▶ _SOURCE TEXT_
Sep 9, 2016 at 9:05 PM Post #4 of 132
.... clearly everything done in audio is done for the love of good sound, and out of concern for the well being of the consumer.
rolleyes.gif

 
 
obviously I would also like nothing more than to have all masters available in all formats with a clear documentation about the origin of a master. in my case, I would actually buy more and the industry is missing out on my money because I'd rather die than pay for stuff like SACD. ......

 Actually after the SACD has practically gone the way of the Dodo, you can find these often in the bargain aisles on Amazon, at least for my preferred music genres jazz and classic. The physical SACD cost about 1/4 of high rez. download files especially in case of non-hybrid version, I jumped really late on a SACD player and I love it.
biggrin.gif

 
And for the music industry making money over and over again on the same music content ... OK the game obviously is called don't give away all your crown jewels at once, only show as much bling to attract new sales. Once turnover has ebbed, you reveal some more. Never go all the way in the first round, it's a bit like striptease.
rolleyes.gif

 
Sep 10, 2016 at 1:33 AM Post #5 of 132
The job of a mastering engineer is maximize the fidelity of every format the recording it to be released on, be it 96/24 downloads to 8 bit greeting cards and ring tones. If the album is not already in sequence they will put the songs in order, they might adjust the time between songs, clean up the beginnings and ends of the songs, balance the levels between songs, balance the eq between songs, in general make many small adjustment that recording engineer and the artist may have overlooked when they mixed each song. When a song is mixed it all about that song, how it fits in the album is often overlooked.
 
Then of course after all those careful adjustments the label makes them compress every last dB of dynamic range out the recording in some twisted need to seem louder then the next recording. After all everyone knows if you take crappy music and just make it louder it magically becomes better. Ok there might be some truth to that in a live show and the crowd is drunk.
 
In the 80's to early 2000's the mastering engineer would take that master and pretty much do a direct transfer to the CD master both would be 16/44.1 then they would process the master to cut LP, 12" or 7" masters. Then if you were duplicating cassettes that would have different master for its limitations. Now we MP3, AAC, FLAC each with it's own master. Some are direct transfers. Mastered for iTunes is simply the mastering engineer confirming the master they send to apple will encode properly. Apple will reject anything with inter-sample overages, which can happen from excessive dynamic range compression.
 
Sep 10, 2016 at 2:10 AM Post #6 of 132
The job of a mastering engineer is maximize the fidelity of every format the recording it to be released on, be it 96/24 downloads to 8 bit greeting cards and ring tones. If the album is not already in sequence they will put the songs in order, they might adjust the time between songs, clean up the beginnings and ends of the songs, balance the levels between songs, balance the eq between songs, in general make many small adjustment that recording engineer and the artist may have overlooked when they mixed each song. When a song is mixed it all about that song, how it fits in the album is often overlooked.

Then of course after all those careful adjustments the label makes them compress every last dB of dynamic range out the recording in some twisted need to seem louder then the next recording. After all everyone knows if you take crappy music and just make it louder it magically becomes better. Ok there might be some truth to that in a live show and the crowd is drunk.

▶ _GIVEN ENTRIES_
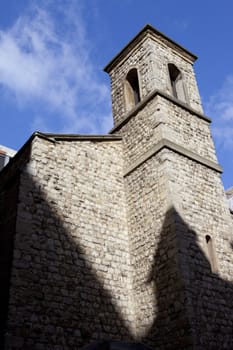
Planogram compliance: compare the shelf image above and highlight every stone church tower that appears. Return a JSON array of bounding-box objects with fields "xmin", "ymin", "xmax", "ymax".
[{"xmin": 0, "ymin": 25, "xmax": 233, "ymax": 350}]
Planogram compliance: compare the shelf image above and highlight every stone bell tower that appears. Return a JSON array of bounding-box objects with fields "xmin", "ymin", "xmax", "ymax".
[{"xmin": 105, "ymin": 25, "xmax": 233, "ymax": 350}]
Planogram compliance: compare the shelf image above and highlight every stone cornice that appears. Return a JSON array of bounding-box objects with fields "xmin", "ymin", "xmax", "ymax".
[
  {"xmin": 35, "ymin": 131, "xmax": 122, "ymax": 142},
  {"xmin": 109, "ymin": 89, "xmax": 211, "ymax": 134},
  {"xmin": 124, "ymin": 139, "xmax": 223, "ymax": 176},
  {"xmin": 104, "ymin": 24, "xmax": 197, "ymax": 73}
]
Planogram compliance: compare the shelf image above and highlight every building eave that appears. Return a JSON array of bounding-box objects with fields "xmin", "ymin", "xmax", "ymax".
[{"xmin": 104, "ymin": 24, "xmax": 197, "ymax": 73}]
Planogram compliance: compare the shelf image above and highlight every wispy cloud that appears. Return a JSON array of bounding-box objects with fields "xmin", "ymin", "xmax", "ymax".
[
  {"xmin": 205, "ymin": 75, "xmax": 233, "ymax": 150},
  {"xmin": 0, "ymin": 0, "xmax": 111, "ymax": 132}
]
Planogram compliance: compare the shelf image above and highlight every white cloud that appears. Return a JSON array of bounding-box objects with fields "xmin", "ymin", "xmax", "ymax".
[
  {"xmin": 0, "ymin": 0, "xmax": 111, "ymax": 132},
  {"xmin": 206, "ymin": 75, "xmax": 233, "ymax": 150}
]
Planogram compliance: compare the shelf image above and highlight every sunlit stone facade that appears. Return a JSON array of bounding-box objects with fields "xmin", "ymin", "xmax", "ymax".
[{"xmin": 0, "ymin": 25, "xmax": 233, "ymax": 350}]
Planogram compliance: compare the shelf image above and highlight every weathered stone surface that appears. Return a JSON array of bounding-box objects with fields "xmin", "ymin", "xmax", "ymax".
[{"xmin": 0, "ymin": 24, "xmax": 233, "ymax": 350}]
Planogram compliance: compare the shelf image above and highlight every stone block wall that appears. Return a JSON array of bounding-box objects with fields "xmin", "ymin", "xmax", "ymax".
[
  {"xmin": 109, "ymin": 30, "xmax": 203, "ymax": 125},
  {"xmin": 5, "ymin": 137, "xmax": 133, "ymax": 350},
  {"xmin": 125, "ymin": 150, "xmax": 192, "ymax": 349},
  {"xmin": 163, "ymin": 151, "xmax": 233, "ymax": 350}
]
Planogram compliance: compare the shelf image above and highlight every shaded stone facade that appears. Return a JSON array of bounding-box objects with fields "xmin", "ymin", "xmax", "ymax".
[{"xmin": 0, "ymin": 25, "xmax": 233, "ymax": 350}]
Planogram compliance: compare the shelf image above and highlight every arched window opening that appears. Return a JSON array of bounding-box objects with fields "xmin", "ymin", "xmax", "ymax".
[
  {"xmin": 205, "ymin": 235, "xmax": 217, "ymax": 272},
  {"xmin": 168, "ymin": 63, "xmax": 186, "ymax": 102},
  {"xmin": 125, "ymin": 68, "xmax": 140, "ymax": 110}
]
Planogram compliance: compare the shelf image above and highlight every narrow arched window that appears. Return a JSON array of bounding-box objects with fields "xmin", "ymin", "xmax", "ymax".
[
  {"xmin": 205, "ymin": 235, "xmax": 217, "ymax": 272},
  {"xmin": 168, "ymin": 63, "xmax": 186, "ymax": 102},
  {"xmin": 125, "ymin": 68, "xmax": 140, "ymax": 110}
]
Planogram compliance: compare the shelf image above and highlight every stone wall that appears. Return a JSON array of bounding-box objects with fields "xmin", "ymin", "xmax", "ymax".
[
  {"xmin": 6, "ymin": 137, "xmax": 133, "ymax": 350},
  {"xmin": 110, "ymin": 32, "xmax": 203, "ymax": 124}
]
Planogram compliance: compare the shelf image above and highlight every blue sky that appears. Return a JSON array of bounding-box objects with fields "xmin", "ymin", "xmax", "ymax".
[{"xmin": 0, "ymin": 0, "xmax": 233, "ymax": 188}]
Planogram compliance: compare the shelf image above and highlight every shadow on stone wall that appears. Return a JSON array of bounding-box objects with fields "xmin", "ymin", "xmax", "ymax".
[
  {"xmin": 2, "ymin": 177, "xmax": 233, "ymax": 350},
  {"xmin": 143, "ymin": 208, "xmax": 233, "ymax": 350}
]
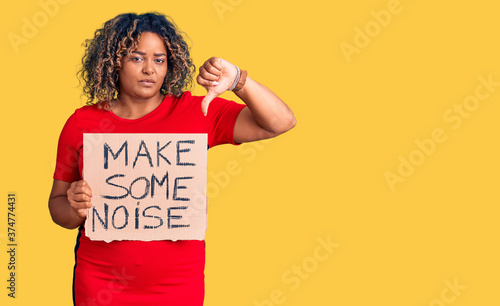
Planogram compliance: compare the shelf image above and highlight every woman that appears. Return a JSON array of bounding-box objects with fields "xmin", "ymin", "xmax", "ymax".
[{"xmin": 49, "ymin": 13, "xmax": 295, "ymax": 305}]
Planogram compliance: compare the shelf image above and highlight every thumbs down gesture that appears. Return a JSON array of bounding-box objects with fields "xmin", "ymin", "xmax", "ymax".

▶ _EXERCISE_
Resume the forum thread on audio mastering and release formats, starting after its final sentence.

▶ _ANSWER FOR THE TASK_
In the 80's to early 2000's the mastering engineer would take that master and pretty much do a direct transfer to the CD master both would be 16/44.1 then they would process the master to cut LP, 12" or 7" masters. Then if you were duplicating cassettes that would have different master for its limitations. Now we MP3, AAC, FLAC each with it's own master. Some are direct transfers. Mastered for iTunes is simply the mastering engineer confirming the master they send to apple will encode properly. Apple will reject anything with inter-sample overages, which can happen from excessive dynamic range compression.

Interesting to know. Mastered for iTunes stuff is actually pretty good from what I've purchased.

Still though, why would they make 24/96 masters sound way better if they can just downsample that to 16/44.1 for CD distribution?

...apart from the "high-resolution music having XX times the amount of data as a CD" marketing, which really means nothing for the sound quality.
 
Sep 10, 2016 at 7:31 AM Post #7 of 132
mastered for itune is nothing special and doesn't deal with the usual loudness war crippled album. they basically suggest to apply about -1db gain as headroom so that inter sample clipping doesn't occur too often. it's IMO a good thing overall and I don't get why all lossy encoders don't include a little margin like that for such a well known problem? but just using replay gain while paying attention to the most dynamic albums(or using a quieter base value) can also avoids intersample clipping. "remastered for myself". ^_^
and very very few DACs keep a little margin just for that too. the answers have always been around, it's only that not enough people care. if someone mistakes clipping for the bad sound of lossy, all the better for highres marketing. and big SNR and crazy high sample rates are what sell a DAC, not that it won't clip your music
rolleyes.gif
.
 
Sep 11, 2016 at 3:31 PM Post #8 of 132
  mastered for itune is nothing special and doesn't deal with the usual loudness war crippled album. they basically suggest to apply about -1db gain as headroom so that inter sample clipping doesn't occur too often. it's IMO a good thing overall and I don't get why all lossy encoders don't include a little margin like that for such a well known problem? but just using replay gain while paying attention to the most dynamic albums(or using a quieter base value) can also avoids intersample clipping. "remastered for myself". ^_^
and very very few DACs keep a little margin just for that too. the answers have always been around, it's only that not enough people care. if someone mistakes clipping for the bad sound of lossy, all the better for highres marketing. and big SNR and crazy high sample rates are what sell a DAC, not that it won't clip your music
rolleyes.gif
.

 
Apple sound check aims for a target LUFS of about -16.5 RMS, so anything louder will simply be turned down. Unfortunately not everyone has gotten the memo yet and mixed/mastered music in order to take advantage of that headroom.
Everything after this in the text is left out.